Directions: Please rewrite everything from the start of the items down to the line containing "22;27;119;174", including that line, and add 56 to every bounding box coordinate in the answers.
________
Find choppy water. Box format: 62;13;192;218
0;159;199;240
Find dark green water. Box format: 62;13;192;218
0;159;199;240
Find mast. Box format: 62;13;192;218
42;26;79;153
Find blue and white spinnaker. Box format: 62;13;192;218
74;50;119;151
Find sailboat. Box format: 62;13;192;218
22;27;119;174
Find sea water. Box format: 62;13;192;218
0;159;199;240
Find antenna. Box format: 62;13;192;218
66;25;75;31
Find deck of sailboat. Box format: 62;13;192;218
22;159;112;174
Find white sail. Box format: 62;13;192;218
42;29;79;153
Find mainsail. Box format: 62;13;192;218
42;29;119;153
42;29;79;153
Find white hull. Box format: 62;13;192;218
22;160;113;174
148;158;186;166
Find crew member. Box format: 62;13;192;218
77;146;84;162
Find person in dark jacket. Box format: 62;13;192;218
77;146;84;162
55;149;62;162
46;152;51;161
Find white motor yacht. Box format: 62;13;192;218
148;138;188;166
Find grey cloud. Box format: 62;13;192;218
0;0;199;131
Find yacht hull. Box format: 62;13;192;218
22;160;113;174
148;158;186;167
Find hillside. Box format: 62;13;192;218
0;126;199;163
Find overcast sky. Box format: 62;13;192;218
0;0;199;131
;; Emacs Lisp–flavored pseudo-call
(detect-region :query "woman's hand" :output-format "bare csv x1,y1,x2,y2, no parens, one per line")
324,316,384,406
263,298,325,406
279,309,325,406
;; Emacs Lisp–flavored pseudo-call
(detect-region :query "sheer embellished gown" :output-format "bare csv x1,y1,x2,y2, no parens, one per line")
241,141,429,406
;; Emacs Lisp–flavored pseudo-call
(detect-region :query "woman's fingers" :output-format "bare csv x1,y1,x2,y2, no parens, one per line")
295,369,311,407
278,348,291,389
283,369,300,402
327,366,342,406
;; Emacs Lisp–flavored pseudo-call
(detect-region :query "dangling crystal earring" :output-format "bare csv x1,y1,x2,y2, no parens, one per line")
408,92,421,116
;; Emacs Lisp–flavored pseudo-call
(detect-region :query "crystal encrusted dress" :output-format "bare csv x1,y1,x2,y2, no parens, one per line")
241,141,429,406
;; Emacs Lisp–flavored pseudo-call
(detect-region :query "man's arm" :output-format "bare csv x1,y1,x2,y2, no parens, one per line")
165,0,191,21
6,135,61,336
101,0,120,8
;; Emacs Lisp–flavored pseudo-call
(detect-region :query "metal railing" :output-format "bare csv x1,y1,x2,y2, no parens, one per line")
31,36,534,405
________
The answer:
Find choppy water. Box format: 62;13;192;218
56;215;255;296
Find dark green water. Box format: 62;13;192;218
56;215;255;296
Find mast. Box format: 62;13;192;218
98;82;135;209
Find blue and white spinnaker. Box format: 62;13;192;218
130;106;175;207
Find sailboat. Box format: 62;13;192;218
78;83;175;230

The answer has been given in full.